— DOCUMENTO —
=-=-=

Além disso, é privativo à União legislar sobre alguns setores, como a energia e saúde. No caso da energia, as companhias são estaduais, porém elas devem cumprir a legislação federal. Em relação à saúde, a lei estabelece que 15% da receita do município seja utilizada na saúde, mas, como exemplifica Marta, cada cidade tem necessidades diferentes: São Caetano do Sul, por exemplo, possui mais de 80% da população com plano de saúde particular, ou seja, a grande maioria dos habitantes não utiliza o sistema público. Assim, caso tivesse autonomia, o município poderia dedicar ao Sistema Único de Saúde menos que os 15% obrigatórios por lei, sem prejuízos à qualidade, e usar o restante da verba para outras áreas críticas.

Apesar do poder limitado, Marta ressalta que os gestores têm responsabilidades importantes e que podem ser decisivas para o sucesso ou fracasso de um programa. Cabem aos prefeitos as decisões de como utilizar os recursos disponíveis, de escolher os locais onde serão construídos hospitais, escolas, entre outras instalações municipais. Mesmo assim, conforme averiguou uma pesquisa feita pela equipe de Marta, 54% dos brasileiros acredita que as ações federais são as que mais afetam sua vida. Na mesma pesquisa, um terço dos entrevistados afirmou preferir que a tomada de decisões continue em um poder centralizado.

A dificuldade de se encontrar um meio-termo entre o poder das cidades e da União é o trade-off entre igualdade e autonomia. Marta explica que ao centralizar a decisão, a União pretende manter os municípios com o mesmo padrão e, consequentemente, diminuir a desigualdade entre eles. Caso eles tivessem mais autonomia, a tendência seria o crescimento da desigualdade entre as cidades. “O modelo atual faz com que sistemas básicos sejam desenvolvidos de maneira mais igual. Reduz a desigualdade, embora não alinhe as necessidades”, diz a cientista política.

=-=-=

— TRECHOS DE DADOS —
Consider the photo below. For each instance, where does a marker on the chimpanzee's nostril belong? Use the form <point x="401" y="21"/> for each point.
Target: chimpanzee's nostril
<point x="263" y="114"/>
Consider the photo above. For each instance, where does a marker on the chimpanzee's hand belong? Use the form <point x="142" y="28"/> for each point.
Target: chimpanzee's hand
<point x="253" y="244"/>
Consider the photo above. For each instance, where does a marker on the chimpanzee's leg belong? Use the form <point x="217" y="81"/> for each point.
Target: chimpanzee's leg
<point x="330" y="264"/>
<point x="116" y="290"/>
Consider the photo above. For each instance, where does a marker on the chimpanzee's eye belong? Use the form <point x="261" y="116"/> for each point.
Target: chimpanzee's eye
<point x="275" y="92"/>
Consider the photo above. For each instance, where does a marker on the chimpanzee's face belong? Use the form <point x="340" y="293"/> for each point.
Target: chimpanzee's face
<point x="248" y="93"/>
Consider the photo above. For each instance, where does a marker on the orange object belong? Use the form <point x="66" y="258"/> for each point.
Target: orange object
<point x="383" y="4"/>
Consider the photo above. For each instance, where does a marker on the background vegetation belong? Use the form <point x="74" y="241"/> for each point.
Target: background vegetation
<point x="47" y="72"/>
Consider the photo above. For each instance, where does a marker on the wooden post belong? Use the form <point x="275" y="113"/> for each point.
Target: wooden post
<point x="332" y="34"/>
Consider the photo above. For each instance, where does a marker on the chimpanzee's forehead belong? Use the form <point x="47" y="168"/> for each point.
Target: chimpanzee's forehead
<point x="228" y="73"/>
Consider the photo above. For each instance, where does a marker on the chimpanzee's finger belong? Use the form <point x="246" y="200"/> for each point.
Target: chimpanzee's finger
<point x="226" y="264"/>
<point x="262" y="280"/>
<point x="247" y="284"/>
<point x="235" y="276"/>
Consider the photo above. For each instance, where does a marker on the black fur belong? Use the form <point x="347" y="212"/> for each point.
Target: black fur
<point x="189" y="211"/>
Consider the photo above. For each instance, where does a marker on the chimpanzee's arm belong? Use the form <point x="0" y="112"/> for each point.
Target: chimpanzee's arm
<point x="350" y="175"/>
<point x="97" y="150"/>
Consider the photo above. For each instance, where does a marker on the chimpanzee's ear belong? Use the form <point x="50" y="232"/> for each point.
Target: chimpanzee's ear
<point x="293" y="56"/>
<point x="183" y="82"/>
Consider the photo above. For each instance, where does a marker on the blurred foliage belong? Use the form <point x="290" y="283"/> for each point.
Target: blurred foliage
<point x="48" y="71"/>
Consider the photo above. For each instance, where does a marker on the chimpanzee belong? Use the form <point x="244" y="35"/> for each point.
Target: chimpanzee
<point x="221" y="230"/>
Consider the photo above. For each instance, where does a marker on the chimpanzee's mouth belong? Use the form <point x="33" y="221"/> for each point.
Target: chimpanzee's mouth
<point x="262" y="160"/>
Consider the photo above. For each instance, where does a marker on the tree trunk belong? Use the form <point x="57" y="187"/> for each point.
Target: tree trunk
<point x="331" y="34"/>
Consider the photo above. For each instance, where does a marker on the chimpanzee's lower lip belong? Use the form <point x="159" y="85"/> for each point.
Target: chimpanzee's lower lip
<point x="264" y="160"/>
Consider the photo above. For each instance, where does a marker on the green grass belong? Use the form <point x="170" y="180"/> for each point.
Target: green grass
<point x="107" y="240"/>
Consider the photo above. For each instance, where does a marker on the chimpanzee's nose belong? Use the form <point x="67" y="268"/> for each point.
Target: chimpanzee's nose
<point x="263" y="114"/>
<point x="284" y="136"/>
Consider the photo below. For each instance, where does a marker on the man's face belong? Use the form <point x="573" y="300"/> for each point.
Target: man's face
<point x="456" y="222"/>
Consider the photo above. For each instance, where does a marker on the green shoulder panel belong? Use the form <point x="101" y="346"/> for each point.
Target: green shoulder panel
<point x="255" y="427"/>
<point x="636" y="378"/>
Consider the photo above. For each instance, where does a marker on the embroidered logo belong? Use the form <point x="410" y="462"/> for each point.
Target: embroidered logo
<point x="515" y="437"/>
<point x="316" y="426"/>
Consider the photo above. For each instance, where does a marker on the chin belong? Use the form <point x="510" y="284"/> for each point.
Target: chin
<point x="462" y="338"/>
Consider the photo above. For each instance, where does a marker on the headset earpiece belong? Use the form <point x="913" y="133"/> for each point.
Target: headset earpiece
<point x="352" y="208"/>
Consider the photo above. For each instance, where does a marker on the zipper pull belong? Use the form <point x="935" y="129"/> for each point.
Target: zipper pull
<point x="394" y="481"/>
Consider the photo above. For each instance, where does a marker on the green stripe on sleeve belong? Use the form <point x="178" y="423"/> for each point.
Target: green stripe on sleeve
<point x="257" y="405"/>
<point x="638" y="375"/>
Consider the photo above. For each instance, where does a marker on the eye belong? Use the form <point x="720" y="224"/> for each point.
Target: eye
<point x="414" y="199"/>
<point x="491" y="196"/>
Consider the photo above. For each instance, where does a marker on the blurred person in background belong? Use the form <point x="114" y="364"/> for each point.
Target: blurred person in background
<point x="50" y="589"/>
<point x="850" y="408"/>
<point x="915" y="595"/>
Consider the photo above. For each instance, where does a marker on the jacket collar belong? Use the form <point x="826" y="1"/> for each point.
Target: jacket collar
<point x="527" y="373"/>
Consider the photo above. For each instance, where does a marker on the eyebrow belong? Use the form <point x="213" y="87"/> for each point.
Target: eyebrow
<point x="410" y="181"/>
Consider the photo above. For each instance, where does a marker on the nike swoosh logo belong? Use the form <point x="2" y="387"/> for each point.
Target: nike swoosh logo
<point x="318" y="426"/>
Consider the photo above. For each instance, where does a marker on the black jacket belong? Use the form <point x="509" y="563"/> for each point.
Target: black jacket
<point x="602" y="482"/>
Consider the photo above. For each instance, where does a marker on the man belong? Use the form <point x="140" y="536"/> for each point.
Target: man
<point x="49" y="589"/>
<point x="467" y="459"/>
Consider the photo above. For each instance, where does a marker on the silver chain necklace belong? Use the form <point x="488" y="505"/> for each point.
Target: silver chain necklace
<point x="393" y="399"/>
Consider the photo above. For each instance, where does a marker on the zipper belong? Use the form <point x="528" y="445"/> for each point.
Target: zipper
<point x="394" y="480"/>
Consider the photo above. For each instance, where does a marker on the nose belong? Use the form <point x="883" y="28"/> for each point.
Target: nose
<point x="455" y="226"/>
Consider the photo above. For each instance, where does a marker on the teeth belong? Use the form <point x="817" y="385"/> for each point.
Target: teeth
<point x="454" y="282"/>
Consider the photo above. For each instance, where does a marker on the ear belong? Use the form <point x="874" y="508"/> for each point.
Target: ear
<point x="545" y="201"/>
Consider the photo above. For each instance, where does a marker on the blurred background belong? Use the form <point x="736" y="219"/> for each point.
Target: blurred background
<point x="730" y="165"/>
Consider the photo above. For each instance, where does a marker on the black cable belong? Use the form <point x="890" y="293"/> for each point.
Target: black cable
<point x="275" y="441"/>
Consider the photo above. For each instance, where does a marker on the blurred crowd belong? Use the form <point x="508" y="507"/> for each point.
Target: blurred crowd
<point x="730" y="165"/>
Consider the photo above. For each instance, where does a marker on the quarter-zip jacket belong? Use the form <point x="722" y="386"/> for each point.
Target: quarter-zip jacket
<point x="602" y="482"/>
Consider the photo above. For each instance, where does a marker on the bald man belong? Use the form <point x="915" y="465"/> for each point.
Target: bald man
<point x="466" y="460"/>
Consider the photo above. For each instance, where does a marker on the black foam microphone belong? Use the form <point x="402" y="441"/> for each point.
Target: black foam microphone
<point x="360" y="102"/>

=-=-=

— PROBLEMAS A RESOLVER —
• a. No documento, reescreva o trecho que vai de "Além disso, é" até "outras áreas críticas.", inclusive, trocando "plano de saúde particular" por "convênio médico".
• b. Liste, na ordem em que aparecem, todos os valores percentuais distintos citados no documento.
Responda com base somente no documento.

— SOLUÇÕES POR TAREFA —
• a.
Além disso, é privativo à União legislar sobre alguns setores, como a energia e saúde. No caso da energia, as companhias são estaduais, porém elas devem cumprir a legislação federal. Em relação à saúde, a lei estabelece que 15% da receita do município seja utilizada na saúde, mas, como exemplifica Marta, cada cidade tem necessidades diferentes: São Caetano do Sul, por exemplo, possui mais de 80% da população com convênio médico, ou seja, a grande maioria dos habitantes não utiliza o sistema público. Assim, caso tivesse autonomia, o município poderia dedicar ao Sistema Único de Saúde menos que os 15% obrigatórios por lei, sem prejuízos à qualidade, e usar o restante da verba para outras áreas críticas.

• b. 15%, 80% e 54%